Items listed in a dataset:
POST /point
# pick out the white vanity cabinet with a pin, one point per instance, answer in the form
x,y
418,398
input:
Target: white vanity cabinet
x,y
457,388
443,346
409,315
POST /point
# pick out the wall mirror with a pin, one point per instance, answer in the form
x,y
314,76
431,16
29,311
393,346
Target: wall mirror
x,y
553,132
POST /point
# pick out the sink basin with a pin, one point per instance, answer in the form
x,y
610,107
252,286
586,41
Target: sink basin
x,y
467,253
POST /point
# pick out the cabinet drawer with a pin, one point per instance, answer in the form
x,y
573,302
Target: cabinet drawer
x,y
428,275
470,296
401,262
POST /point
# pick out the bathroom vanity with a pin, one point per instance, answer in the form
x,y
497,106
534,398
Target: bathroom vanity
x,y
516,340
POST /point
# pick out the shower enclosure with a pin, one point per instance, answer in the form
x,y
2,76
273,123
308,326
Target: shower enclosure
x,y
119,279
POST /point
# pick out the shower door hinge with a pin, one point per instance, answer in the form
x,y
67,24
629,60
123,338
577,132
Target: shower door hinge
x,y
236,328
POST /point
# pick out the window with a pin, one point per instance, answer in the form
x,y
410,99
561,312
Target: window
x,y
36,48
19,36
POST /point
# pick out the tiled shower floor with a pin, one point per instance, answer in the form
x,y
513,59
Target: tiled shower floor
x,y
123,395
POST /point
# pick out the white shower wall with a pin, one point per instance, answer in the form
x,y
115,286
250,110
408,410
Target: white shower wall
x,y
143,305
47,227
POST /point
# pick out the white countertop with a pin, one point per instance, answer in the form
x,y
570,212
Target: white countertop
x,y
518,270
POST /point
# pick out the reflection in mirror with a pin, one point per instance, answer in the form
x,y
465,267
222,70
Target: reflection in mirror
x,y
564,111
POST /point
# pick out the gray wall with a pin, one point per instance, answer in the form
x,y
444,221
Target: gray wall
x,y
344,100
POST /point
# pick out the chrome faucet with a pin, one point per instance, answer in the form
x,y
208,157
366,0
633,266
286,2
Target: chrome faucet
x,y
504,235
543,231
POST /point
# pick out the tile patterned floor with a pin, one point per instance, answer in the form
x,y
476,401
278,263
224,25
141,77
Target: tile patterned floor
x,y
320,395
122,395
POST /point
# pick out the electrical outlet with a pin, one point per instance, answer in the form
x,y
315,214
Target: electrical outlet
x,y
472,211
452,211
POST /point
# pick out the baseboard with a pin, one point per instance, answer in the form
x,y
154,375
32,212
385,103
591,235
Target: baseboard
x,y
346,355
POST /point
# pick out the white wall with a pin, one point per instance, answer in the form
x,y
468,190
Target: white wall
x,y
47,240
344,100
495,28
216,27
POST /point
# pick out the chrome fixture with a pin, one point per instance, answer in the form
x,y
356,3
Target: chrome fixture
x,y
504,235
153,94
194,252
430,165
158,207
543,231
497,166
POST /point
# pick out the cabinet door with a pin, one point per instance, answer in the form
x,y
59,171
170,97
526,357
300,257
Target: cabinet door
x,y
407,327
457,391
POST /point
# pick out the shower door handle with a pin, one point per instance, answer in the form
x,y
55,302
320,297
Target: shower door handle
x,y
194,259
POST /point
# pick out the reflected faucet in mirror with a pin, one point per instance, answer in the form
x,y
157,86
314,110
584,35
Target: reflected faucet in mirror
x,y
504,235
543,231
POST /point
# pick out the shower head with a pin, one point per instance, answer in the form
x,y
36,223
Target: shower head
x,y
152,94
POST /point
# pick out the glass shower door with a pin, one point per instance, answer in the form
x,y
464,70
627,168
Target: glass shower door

• **TASK DESCRIPTION**
Every record above needs to be returned in full, exactly.

• **YOUR RESPONSE**
POST /point
# pick out the white vanity cabinet with a pin, one point per instance, answer in the form
x,y
418,398
input:
Target: white vanity cabinet
x,y
457,388
443,346
409,315
POST /point
# pick out the wall mirror with a pin, one point per instance, answer in the form
x,y
314,76
431,16
29,311
393,346
Target: wall mirror
x,y
553,132
POST /point
# pick out the sink basin with a pin, one point per instance, answer in the form
x,y
610,107
252,286
586,41
Target: sink basin
x,y
467,253
POST /point
# pick out the cabinet drawer with a pin, one point per instance, answer in the form
x,y
573,302
Target: cabinet drawer
x,y
428,275
470,296
401,262
POST /point
# pick out the bathroom vanity with a pin, one point per instance, answer in the form
x,y
497,106
534,398
Target: bathroom vanity
x,y
516,340
POST /point
# pick out the shower enclosure with a pin, one point per instance, answer in the form
x,y
2,76
273,123
308,326
Target: shower enclosure
x,y
119,279
POST /point
# pick out the shower door hinge with a pin, one point per instance, answer in the form
x,y
67,24
629,60
123,338
577,132
Target: shower door hinge
x,y
236,328
POST /point
# pick out the window with a pin, one point per instance, answer in the form
x,y
410,99
561,312
Target: window
x,y
36,48
19,36
POST /point
# pick out the tiled shower floor with a pin, one point per instance, answer in the form
x,y
513,59
Target: tiled shower floor
x,y
123,395
POST /point
# pick out the white shower wall with a pin, one point per instance, answer in the form
x,y
115,286
250,110
408,410
Target: white shower wall
x,y
143,305
47,227
POST /point
# pick out the white countertop with a pin, one point per instance, answer in the form
x,y
570,212
Target: white countertop
x,y
518,270
POST /point
# pick out the reflection in mirror with a pin, one point per instance, answer in the form
x,y
465,267
222,70
Target: reflection in mirror
x,y
564,111
POST /point
# pick out the gray wall with a pin, one point per instance, answer in the form
x,y
444,221
Target: gray wall
x,y
344,100
POST /point
# pick out the chrome faucet with a pin, one point per instance, answer in the form
x,y
208,157
366,0
633,266
286,2
Target: chrome faucet
x,y
504,235
543,231
POST /point
# pick out the tile patterned floor with a pin, one point per instance, answer in the form
x,y
476,401
278,263
224,25
141,77
Target: tile patterned floor
x,y
320,395
122,395
POST /point
# pick out the electrical outlet with a pin, one point per instance, answer in the form
x,y
315,214
Target: electrical outlet
x,y
472,211
452,211
POST /point
# pick out the baseboard with a pin, one point per instance, answer in the form
x,y
154,375
32,212
385,103
591,235
Target: baseboard
x,y
346,355
POST /point
# pick out the white wall with a pin, one point per instance, answer in the form
x,y
468,190
Target: white wall
x,y
47,240
344,100
495,28
216,27
POST /point
# pick out the chrome fixture with a pin, one point per instance, answer in the form
x,y
356,3
Target: chrome fixture
x,y
504,235
153,94
194,252
430,165
158,207
543,231
497,166
POST /point
# pick out the cabinet door with a pin, one point per instance, answer in the form
x,y
59,171
170,97
526,357
300,257
Target: cabinet door
x,y
407,327
457,391
POST /point
# pick out the shower door handle with a pin, one point per instance, answer in the form
x,y
55,302
320,297
Target: shower door handle
x,y
194,259
POST /point
# pick out the reflected faucet in mirror with a pin, one point per instance, answer in the form
x,y
157,86
314,110
584,35
Target: reflected faucet in mirror
x,y
504,235
543,231
POST /point
# pick out the shower head with a pin, one point per instance, answer in the form
x,y
36,223
Target: shower head
x,y
152,94
POST /point
# pick out the glass shower door with a pin, one point per instance, answer in the form
x,y
464,70
627,168
Target: glass shower door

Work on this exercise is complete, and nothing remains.